══ Task input
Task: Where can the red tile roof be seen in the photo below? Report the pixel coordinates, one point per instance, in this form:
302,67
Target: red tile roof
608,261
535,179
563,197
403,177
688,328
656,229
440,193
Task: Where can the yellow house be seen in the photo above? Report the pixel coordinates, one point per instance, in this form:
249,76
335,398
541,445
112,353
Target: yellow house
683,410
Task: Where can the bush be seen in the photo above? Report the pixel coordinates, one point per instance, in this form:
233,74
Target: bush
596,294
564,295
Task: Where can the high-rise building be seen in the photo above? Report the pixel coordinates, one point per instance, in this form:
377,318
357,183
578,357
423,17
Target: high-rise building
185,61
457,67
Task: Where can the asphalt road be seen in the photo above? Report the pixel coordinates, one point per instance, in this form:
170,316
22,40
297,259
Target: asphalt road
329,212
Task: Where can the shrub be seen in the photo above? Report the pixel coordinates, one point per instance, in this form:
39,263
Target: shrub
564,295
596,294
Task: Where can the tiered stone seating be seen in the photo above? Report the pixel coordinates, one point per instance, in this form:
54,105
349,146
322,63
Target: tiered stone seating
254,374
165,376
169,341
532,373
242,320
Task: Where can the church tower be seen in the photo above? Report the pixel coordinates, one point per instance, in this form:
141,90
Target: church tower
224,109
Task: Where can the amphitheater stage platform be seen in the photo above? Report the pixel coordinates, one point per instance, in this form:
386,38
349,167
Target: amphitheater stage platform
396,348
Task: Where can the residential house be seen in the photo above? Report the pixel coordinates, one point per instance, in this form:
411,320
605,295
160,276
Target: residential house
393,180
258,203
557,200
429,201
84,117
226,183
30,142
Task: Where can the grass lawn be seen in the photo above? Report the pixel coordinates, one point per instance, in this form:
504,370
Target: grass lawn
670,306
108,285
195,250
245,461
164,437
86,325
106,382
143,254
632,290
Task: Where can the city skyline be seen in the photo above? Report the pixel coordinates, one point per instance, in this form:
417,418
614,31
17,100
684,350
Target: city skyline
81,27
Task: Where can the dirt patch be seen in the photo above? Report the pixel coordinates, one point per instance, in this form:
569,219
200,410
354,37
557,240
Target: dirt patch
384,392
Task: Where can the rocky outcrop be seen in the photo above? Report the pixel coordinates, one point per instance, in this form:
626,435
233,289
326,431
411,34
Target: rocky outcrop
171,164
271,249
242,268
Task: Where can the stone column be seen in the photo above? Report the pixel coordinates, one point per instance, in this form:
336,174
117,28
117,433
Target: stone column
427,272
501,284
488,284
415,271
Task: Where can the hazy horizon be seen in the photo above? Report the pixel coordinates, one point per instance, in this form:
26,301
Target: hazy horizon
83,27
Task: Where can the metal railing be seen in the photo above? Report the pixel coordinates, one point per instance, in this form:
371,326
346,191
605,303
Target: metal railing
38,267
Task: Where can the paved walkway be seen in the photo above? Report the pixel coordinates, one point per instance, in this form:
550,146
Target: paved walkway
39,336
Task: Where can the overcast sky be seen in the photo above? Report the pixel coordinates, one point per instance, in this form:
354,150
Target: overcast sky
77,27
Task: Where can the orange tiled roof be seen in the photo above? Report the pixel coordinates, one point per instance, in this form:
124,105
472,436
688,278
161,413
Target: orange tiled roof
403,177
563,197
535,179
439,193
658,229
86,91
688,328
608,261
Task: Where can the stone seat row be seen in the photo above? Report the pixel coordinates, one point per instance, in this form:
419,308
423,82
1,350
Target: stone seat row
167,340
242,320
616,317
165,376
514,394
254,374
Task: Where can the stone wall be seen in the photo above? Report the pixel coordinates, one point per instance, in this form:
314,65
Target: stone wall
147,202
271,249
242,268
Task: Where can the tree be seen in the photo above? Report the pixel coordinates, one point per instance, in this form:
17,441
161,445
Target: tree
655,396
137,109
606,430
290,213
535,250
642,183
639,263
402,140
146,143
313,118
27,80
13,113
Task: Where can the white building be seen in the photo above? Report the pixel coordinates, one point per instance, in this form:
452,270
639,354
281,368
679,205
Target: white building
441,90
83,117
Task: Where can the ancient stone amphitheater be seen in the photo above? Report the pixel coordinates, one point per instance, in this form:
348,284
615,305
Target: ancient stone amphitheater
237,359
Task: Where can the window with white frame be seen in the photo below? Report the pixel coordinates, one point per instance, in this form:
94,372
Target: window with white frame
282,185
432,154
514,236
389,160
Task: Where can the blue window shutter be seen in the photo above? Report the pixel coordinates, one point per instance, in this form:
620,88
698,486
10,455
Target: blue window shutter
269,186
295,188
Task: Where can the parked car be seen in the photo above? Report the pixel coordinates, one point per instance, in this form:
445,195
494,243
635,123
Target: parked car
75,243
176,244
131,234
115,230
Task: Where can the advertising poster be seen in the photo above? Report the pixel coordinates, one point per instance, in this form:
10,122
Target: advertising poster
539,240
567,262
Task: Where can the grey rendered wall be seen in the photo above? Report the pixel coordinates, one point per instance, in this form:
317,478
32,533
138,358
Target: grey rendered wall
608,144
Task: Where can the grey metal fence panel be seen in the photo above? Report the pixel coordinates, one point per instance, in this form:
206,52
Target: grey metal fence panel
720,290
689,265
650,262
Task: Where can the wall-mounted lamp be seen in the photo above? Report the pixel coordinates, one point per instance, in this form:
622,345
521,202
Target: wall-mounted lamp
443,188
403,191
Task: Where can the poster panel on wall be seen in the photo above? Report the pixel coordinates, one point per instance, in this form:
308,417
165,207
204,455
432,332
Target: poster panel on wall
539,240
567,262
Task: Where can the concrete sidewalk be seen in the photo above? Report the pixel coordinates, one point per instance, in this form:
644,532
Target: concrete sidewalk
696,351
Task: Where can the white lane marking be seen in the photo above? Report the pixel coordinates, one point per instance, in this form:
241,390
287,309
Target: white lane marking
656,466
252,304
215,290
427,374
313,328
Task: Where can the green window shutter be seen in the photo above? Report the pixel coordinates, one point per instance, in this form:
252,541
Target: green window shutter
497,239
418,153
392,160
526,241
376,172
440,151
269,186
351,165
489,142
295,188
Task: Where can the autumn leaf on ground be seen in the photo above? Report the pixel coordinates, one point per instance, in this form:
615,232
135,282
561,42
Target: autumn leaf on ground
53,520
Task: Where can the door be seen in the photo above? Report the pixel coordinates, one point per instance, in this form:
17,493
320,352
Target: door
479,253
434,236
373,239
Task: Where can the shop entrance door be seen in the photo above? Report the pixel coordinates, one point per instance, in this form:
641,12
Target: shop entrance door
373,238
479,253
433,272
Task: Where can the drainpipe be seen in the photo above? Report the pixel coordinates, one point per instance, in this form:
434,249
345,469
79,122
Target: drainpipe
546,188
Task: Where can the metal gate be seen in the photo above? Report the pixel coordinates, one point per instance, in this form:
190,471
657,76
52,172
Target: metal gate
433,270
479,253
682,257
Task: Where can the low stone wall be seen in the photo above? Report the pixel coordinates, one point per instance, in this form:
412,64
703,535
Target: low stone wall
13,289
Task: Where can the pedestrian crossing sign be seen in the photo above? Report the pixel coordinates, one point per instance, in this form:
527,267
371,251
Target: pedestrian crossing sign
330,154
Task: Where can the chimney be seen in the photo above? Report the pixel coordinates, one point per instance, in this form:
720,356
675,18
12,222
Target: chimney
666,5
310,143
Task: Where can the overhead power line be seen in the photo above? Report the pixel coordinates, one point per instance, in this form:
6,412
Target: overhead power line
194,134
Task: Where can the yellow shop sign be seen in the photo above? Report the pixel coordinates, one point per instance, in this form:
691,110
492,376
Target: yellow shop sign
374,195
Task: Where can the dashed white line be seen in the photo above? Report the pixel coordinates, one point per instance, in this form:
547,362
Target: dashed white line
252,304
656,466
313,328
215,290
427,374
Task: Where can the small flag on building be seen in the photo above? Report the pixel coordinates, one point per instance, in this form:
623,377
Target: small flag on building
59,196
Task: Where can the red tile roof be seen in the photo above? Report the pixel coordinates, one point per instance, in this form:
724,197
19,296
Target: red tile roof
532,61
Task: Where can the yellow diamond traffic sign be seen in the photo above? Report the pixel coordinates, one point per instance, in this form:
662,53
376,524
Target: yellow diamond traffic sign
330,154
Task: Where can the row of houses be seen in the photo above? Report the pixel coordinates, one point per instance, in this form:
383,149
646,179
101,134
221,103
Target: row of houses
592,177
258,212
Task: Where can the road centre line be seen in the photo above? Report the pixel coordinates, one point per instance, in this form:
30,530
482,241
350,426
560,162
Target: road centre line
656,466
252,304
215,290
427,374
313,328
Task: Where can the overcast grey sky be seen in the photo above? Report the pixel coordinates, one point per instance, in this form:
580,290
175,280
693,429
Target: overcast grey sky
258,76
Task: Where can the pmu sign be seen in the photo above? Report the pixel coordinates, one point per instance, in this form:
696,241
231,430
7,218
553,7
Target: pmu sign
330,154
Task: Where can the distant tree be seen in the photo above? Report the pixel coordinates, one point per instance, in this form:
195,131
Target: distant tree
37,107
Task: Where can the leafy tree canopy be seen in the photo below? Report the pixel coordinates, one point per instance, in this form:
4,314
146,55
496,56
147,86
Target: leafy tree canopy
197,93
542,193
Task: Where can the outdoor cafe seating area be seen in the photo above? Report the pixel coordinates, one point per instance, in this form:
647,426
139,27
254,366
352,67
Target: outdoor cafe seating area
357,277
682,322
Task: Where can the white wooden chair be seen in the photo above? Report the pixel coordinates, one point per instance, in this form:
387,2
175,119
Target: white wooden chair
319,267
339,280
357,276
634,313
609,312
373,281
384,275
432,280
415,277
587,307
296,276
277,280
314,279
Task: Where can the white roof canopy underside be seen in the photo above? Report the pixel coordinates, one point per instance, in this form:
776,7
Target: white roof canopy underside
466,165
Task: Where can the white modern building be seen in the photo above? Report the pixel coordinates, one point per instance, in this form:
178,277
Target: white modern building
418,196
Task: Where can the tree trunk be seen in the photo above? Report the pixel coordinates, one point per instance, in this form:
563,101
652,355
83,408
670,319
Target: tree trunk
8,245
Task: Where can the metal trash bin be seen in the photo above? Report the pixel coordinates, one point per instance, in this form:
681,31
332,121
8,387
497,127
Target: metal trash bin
════
What you output must match the lines from the beginning of the material through the line with "Task: Where can the high-rise" exactly, both ends included.

Solution for this exercise:
Task: Where can the red tile roof be seen in the photo below? Report the pixel coordinates, one point per instance, in this form:
302,67
Target: red tile roof
608,261
535,179
563,197
403,177
688,328
656,229
440,193
Task: Where can the yellow house be seen in the photo above? Report the pixel coordinates, one point per instance, in this form:
249,76
335,398
541,445
112,353
Target: yellow house
683,410
Task: Where can the bush be seen in the photo above? Report the pixel coordinates, one point per instance, in this form:
233,74
Target: bush
596,294
564,295
Task: Where can the high-rise building be seen in the photo above? Report the pixel coordinates, one point per instance, in this form:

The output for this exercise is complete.